(Stored entries)
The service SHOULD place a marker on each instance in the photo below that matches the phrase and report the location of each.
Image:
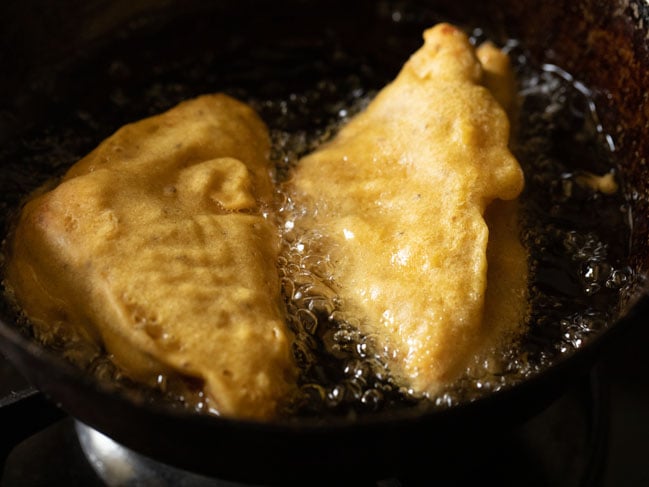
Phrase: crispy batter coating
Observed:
(399, 196)
(154, 246)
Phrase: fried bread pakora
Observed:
(155, 247)
(399, 197)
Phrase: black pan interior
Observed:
(77, 73)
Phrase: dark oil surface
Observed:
(305, 87)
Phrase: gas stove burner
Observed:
(118, 466)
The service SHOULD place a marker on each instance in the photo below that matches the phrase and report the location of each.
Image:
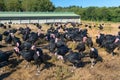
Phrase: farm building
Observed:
(38, 17)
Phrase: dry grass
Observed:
(54, 69)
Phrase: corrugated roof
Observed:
(32, 14)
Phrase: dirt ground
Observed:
(53, 69)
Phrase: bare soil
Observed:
(53, 69)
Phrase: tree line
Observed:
(87, 13)
(94, 13)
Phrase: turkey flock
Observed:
(29, 46)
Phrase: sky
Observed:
(86, 3)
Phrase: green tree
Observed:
(12, 5)
(37, 5)
(2, 6)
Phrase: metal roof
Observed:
(35, 14)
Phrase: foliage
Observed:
(94, 13)
(88, 13)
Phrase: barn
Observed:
(38, 17)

What the task requires: The exercise is to copy out every line above that has the word "roof" in it.

Response to this task:
Phrase: corrugated roof
Phrase: metal roof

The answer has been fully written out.